Written exercise |
Please count the lines below that contain the string "vegetation" and reply with only that number.

Records for this exercise |
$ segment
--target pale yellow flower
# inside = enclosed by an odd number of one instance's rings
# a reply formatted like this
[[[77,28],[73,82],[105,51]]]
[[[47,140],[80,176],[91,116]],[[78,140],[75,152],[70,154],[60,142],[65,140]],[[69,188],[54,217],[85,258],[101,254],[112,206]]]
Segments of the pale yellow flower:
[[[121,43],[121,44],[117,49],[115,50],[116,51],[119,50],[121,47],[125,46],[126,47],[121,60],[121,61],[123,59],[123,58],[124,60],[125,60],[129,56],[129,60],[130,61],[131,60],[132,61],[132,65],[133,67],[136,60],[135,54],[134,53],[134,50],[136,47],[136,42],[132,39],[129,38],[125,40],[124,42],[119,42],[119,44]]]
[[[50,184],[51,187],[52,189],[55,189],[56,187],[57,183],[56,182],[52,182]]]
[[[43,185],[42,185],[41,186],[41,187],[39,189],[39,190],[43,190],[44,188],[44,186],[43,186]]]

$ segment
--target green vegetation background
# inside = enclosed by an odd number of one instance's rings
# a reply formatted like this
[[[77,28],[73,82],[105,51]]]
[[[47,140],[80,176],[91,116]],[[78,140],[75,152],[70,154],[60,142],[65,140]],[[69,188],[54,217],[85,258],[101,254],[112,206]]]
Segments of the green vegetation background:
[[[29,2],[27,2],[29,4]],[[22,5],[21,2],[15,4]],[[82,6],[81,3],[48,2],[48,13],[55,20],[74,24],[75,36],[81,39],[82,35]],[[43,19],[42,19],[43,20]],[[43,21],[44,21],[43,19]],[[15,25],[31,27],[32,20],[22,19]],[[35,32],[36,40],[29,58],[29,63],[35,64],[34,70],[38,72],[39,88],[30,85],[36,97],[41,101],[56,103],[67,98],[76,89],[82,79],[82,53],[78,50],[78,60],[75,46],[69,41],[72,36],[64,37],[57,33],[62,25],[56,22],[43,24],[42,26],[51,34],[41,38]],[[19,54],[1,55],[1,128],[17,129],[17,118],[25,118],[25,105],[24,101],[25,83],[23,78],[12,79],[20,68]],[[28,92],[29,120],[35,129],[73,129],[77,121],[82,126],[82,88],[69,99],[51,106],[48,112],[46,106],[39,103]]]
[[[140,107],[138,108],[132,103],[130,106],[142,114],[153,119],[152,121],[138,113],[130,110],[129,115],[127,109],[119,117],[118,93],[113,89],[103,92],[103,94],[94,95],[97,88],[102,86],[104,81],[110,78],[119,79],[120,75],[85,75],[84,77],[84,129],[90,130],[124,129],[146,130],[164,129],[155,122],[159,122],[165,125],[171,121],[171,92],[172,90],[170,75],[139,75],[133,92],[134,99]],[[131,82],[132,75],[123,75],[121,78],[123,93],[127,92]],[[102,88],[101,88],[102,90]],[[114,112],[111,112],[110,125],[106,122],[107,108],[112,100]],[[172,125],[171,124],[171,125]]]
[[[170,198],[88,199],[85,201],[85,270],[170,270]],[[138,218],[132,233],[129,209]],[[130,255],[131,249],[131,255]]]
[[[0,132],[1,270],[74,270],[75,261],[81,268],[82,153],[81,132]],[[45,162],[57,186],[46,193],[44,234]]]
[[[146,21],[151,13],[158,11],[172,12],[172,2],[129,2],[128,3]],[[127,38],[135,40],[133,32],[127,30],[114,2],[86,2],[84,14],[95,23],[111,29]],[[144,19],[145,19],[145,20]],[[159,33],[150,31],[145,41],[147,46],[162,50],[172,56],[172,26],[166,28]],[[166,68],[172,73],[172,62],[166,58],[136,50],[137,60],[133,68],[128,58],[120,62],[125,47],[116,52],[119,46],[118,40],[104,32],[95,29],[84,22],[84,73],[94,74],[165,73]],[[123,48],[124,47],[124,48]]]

Response to this exercise |
2